Collected data entries
+ + + +
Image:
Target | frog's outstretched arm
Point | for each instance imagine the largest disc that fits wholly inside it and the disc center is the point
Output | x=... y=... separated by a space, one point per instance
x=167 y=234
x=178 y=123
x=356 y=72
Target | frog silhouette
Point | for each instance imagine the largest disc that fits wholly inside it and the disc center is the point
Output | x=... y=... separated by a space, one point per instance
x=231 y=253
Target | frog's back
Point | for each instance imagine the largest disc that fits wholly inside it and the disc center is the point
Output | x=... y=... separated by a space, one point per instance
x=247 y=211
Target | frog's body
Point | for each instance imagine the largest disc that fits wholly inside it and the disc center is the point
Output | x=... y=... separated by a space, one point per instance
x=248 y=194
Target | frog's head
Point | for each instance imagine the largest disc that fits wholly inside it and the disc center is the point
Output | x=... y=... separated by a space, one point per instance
+ + + +
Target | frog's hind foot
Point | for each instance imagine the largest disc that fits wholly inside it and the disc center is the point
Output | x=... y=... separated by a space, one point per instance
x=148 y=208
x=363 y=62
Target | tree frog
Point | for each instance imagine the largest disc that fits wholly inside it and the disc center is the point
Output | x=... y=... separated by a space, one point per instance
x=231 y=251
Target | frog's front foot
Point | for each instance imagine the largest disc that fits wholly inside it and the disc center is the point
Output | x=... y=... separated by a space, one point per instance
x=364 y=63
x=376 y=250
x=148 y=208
+ + + +
Requirements
Tally the lines in the listing above that contain the string "foot", matching case exactly, and give only the resulting number.

Result for this exercise
2